§ Stated problem: Write out the listing below without alteration, omitting its pictures.

--- start of Data for processing ---

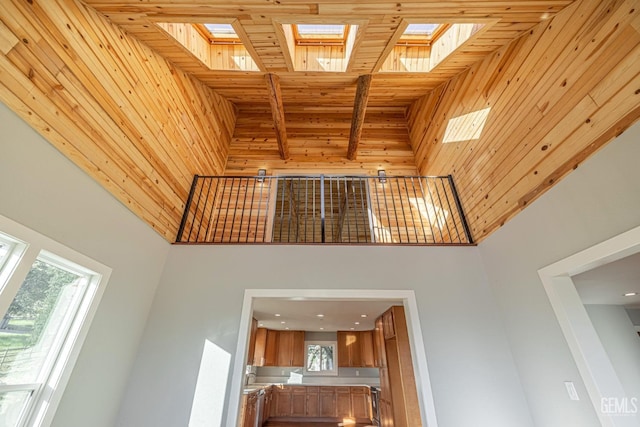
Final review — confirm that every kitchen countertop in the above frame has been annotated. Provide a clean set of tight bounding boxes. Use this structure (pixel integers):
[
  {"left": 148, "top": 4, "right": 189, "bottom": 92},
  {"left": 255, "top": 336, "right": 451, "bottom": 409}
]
[{"left": 243, "top": 383, "right": 378, "bottom": 394}]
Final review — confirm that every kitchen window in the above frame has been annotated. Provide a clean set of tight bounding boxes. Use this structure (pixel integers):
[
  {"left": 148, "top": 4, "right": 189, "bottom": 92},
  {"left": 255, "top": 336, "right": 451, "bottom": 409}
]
[{"left": 304, "top": 341, "right": 338, "bottom": 375}]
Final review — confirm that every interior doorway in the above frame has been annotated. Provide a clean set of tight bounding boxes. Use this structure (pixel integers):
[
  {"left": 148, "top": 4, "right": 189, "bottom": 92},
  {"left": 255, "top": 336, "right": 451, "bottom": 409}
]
[
  {"left": 226, "top": 289, "right": 438, "bottom": 427},
  {"left": 538, "top": 227, "right": 640, "bottom": 427}
]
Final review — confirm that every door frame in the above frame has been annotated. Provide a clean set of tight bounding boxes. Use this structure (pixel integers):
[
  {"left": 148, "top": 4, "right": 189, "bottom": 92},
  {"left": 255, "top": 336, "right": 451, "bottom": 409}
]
[
  {"left": 538, "top": 227, "right": 640, "bottom": 427},
  {"left": 226, "top": 289, "right": 438, "bottom": 427}
]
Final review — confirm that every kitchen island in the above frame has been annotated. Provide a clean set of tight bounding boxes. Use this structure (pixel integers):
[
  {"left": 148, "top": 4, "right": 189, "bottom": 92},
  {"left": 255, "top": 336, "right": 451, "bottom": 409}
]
[{"left": 238, "top": 384, "right": 372, "bottom": 427}]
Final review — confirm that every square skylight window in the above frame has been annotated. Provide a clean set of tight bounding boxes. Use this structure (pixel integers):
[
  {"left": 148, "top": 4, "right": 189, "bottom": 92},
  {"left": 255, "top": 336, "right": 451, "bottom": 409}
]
[{"left": 203, "top": 24, "right": 240, "bottom": 43}]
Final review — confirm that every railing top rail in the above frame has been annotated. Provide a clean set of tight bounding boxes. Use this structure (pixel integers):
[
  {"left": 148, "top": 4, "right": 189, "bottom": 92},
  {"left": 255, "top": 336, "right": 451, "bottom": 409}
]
[{"left": 191, "top": 174, "right": 456, "bottom": 179}]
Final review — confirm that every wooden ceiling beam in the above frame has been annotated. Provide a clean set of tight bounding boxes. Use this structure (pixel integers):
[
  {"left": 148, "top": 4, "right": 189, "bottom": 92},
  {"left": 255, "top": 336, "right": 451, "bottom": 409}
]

--- end of Data for processing ---

§ Solution for this exercise:
Final review — confirm that every kitchen countertop in the above frame has been annotated. Provide a clean set of tight bounding boxes. Use this structure (pixel integers):
[
  {"left": 148, "top": 4, "right": 189, "bottom": 92},
  {"left": 255, "top": 336, "right": 451, "bottom": 409}
]
[{"left": 243, "top": 383, "right": 378, "bottom": 394}]
Final review — confirm that every kitchen window in the above frame has been annotated. Provide a clean set of tight bounding boxes. Use this structure (pixel integers):
[
  {"left": 148, "top": 4, "right": 189, "bottom": 92},
  {"left": 255, "top": 336, "right": 451, "bottom": 409}
]
[{"left": 304, "top": 341, "right": 338, "bottom": 375}]
Final review — confirm that every interior doorway in the above frame has been annotated. Provide a clean set of tight bounding boxes. Use this structure (pixel integers):
[
  {"left": 148, "top": 4, "right": 189, "bottom": 92},
  {"left": 255, "top": 336, "right": 451, "bottom": 409}
]
[
  {"left": 226, "top": 289, "right": 438, "bottom": 427},
  {"left": 538, "top": 227, "right": 640, "bottom": 427}
]
Final review — confirm that every door frame in the above frame has been annotated. Provide a clean set of tight bounding boxes. Use this structure (pixel integers):
[
  {"left": 148, "top": 4, "right": 189, "bottom": 92},
  {"left": 255, "top": 336, "right": 451, "bottom": 409}
]
[
  {"left": 538, "top": 227, "right": 640, "bottom": 427},
  {"left": 226, "top": 289, "right": 438, "bottom": 427}
]
Final review — confirm that every kitchen island in the above frame has been annotated. Provide a clean set of tight bounding boxes. Use this structure (pixel integers):
[
  {"left": 148, "top": 4, "right": 189, "bottom": 92},
  {"left": 255, "top": 336, "right": 451, "bottom": 409}
]
[{"left": 238, "top": 384, "right": 372, "bottom": 427}]
Final review — confirm that every square skylight window in the above frame has been annotated. Provide a clean set of tight bounding boxes. Use this structure (pixel integers):
[
  {"left": 148, "top": 4, "right": 189, "bottom": 92},
  {"left": 255, "top": 336, "right": 451, "bottom": 409}
]
[{"left": 203, "top": 24, "right": 240, "bottom": 43}]
Final review — confirm that every railing top rail in the above frame has been annotated. Provide a clean set of tight bounding boxes. Use this structure (pixel integers):
[
  {"left": 148, "top": 4, "right": 189, "bottom": 92},
  {"left": 255, "top": 336, "right": 451, "bottom": 409}
]
[{"left": 191, "top": 174, "right": 456, "bottom": 179}]
Final review — confirm that every wooden ceiling beam in the above frame has been annotated. Provide a clean set of tight bounding boxes. Use this structure (pixel integers):
[
  {"left": 148, "top": 4, "right": 189, "bottom": 92},
  {"left": 255, "top": 336, "right": 451, "bottom": 409}
]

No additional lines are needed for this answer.